(Items listed in a dataset)
################
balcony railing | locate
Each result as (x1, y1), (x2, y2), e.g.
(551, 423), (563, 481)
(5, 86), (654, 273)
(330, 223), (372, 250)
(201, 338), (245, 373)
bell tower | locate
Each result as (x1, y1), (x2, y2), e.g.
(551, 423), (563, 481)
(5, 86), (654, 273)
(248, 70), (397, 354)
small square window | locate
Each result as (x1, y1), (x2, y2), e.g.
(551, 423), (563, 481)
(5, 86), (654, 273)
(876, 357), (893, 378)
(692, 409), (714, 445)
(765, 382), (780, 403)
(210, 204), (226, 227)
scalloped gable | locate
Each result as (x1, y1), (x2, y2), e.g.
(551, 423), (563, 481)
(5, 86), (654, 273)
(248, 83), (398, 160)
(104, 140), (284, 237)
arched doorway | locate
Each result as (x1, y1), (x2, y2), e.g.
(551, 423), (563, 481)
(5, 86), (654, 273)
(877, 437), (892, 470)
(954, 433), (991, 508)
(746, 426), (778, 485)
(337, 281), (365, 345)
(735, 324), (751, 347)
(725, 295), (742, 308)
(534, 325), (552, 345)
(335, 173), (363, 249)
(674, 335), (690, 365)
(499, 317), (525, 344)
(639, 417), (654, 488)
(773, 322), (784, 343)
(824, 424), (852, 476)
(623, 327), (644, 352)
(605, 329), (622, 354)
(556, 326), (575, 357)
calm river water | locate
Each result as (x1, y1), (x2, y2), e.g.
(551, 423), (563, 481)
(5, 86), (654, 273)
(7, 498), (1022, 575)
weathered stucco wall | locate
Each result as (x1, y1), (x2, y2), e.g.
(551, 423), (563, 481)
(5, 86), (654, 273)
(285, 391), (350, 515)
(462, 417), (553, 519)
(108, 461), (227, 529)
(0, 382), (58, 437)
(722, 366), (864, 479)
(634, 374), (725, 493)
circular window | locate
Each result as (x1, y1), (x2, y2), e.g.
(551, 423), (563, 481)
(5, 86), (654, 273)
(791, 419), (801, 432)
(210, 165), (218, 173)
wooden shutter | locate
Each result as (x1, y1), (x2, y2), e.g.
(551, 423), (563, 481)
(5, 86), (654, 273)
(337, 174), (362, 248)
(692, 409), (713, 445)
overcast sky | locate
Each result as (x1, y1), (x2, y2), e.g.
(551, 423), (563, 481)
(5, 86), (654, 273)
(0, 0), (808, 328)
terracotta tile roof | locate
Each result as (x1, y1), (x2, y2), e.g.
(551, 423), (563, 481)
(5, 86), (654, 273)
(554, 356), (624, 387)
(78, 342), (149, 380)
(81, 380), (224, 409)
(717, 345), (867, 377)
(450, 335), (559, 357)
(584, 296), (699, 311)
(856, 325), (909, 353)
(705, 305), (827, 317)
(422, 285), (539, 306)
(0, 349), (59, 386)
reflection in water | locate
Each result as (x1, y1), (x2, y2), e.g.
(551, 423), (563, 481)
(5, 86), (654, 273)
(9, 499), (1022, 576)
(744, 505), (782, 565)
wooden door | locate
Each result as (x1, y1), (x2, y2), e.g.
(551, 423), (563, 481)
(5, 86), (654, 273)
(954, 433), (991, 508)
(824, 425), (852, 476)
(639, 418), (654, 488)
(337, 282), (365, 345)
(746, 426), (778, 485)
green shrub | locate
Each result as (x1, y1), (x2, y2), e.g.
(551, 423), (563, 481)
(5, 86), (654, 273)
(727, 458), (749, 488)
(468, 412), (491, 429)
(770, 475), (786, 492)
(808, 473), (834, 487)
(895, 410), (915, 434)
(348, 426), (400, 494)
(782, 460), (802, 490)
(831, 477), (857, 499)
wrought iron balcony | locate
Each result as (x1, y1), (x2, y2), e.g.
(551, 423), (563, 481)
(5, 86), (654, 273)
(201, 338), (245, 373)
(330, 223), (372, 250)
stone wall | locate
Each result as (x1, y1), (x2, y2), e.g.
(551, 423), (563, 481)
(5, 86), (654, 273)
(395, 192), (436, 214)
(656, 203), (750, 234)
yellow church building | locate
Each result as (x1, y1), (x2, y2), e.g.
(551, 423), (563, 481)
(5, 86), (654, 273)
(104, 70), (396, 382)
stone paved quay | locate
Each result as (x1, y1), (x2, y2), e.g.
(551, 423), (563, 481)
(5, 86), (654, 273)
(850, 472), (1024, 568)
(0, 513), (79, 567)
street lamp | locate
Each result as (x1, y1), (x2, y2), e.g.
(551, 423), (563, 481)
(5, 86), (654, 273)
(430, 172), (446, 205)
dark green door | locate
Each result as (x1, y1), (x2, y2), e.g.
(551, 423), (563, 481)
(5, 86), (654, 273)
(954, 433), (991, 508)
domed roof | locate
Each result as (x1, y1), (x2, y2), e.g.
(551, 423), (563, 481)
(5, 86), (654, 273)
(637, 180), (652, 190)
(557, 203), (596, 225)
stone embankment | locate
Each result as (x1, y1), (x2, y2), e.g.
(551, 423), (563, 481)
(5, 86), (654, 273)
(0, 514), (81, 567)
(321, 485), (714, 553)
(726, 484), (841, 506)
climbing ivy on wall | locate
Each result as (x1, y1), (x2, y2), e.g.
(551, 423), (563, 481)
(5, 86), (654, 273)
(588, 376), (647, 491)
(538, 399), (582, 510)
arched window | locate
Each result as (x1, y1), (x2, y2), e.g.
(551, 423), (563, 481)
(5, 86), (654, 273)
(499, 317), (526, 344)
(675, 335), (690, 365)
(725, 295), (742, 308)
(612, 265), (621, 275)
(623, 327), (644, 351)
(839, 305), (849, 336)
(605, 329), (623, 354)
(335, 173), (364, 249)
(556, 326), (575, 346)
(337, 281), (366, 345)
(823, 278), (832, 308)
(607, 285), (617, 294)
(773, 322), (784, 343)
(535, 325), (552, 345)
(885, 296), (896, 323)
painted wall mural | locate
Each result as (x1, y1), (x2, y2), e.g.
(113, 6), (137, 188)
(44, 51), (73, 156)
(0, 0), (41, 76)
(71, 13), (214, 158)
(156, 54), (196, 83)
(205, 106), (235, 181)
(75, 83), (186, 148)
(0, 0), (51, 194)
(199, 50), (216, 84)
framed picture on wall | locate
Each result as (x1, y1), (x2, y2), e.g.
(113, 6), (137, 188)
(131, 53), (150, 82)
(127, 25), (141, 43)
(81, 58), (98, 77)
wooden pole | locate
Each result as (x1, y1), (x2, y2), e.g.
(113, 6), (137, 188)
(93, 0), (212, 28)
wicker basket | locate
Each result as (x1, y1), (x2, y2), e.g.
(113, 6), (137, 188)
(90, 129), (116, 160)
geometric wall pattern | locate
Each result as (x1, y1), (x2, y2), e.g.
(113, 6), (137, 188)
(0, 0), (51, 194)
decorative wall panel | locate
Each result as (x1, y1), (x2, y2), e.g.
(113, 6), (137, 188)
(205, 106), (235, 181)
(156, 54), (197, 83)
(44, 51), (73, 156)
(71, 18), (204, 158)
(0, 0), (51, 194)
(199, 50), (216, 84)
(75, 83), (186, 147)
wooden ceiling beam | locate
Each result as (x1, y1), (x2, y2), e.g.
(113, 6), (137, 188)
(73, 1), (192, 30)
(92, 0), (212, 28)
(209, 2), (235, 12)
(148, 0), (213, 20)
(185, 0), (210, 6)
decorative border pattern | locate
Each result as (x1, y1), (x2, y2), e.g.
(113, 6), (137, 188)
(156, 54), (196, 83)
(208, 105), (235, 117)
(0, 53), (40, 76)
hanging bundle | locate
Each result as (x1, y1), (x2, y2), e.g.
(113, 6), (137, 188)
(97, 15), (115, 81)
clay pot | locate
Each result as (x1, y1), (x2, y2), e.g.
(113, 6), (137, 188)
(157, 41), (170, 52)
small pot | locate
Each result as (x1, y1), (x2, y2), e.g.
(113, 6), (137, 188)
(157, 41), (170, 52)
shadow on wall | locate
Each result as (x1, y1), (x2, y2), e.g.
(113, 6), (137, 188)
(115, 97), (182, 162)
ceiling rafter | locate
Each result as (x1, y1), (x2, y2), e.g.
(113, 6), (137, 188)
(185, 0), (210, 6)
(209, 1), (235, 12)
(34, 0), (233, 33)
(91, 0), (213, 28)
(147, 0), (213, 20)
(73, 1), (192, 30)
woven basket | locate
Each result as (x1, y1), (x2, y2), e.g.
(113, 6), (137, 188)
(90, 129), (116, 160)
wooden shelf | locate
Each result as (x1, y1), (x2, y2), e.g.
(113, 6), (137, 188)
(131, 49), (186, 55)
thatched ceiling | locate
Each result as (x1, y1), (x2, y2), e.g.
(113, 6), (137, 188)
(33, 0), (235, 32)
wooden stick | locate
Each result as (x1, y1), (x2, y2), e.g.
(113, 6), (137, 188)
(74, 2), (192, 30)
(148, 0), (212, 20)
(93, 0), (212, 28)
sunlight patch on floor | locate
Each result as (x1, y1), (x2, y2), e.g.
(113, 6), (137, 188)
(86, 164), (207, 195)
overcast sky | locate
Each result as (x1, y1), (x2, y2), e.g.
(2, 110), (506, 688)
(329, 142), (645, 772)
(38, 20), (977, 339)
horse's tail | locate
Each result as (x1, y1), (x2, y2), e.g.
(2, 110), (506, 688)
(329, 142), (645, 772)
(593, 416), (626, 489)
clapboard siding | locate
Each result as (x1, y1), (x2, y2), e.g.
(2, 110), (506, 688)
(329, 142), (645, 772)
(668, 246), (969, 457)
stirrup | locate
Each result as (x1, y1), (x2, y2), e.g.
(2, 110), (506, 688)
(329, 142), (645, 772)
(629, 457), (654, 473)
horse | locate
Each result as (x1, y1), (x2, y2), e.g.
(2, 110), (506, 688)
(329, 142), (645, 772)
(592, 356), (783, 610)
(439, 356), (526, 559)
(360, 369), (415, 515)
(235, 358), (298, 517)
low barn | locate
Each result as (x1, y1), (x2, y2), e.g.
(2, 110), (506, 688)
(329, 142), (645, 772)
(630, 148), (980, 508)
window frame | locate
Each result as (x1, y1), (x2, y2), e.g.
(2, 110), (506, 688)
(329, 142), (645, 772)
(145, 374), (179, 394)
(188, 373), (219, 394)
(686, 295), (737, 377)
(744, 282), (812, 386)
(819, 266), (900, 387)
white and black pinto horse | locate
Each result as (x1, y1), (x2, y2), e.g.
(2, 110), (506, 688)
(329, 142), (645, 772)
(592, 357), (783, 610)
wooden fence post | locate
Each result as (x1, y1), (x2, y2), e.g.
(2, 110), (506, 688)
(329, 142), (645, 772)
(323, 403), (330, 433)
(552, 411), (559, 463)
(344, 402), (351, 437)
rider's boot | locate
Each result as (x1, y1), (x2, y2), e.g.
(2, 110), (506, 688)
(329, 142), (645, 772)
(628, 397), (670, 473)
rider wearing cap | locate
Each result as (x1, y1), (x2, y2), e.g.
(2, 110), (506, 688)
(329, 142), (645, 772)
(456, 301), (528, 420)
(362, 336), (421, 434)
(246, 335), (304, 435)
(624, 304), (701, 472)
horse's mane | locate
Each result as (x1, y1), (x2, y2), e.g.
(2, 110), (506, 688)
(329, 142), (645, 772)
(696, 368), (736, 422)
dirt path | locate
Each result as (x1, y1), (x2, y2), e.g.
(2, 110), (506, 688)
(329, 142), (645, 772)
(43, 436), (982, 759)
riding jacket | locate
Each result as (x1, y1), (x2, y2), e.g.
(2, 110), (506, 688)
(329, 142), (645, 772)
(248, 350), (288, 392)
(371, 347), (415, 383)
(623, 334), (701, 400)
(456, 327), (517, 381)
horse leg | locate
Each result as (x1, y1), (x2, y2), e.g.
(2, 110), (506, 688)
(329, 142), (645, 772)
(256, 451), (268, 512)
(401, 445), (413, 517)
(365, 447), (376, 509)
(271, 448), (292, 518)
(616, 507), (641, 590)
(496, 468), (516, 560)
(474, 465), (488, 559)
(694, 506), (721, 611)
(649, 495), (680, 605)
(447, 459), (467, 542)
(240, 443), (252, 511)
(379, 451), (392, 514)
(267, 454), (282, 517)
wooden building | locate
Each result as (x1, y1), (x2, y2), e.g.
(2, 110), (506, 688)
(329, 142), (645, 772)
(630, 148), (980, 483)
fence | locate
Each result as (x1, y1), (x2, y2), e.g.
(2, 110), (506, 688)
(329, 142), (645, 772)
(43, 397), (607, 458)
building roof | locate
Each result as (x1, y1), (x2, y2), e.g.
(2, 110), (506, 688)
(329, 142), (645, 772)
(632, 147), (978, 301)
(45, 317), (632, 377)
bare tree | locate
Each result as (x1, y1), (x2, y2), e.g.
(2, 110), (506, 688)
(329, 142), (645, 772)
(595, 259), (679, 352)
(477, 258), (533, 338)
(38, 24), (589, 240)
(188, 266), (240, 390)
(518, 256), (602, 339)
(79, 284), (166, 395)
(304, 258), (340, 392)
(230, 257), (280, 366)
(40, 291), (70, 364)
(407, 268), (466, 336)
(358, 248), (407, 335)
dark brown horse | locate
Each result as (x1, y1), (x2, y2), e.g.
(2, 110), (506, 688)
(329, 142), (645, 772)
################
## Directions for this task
Across the records above, return every line that contains the word "decorative".

## Response
decorative wall panel | locate
decorative border pattern | locate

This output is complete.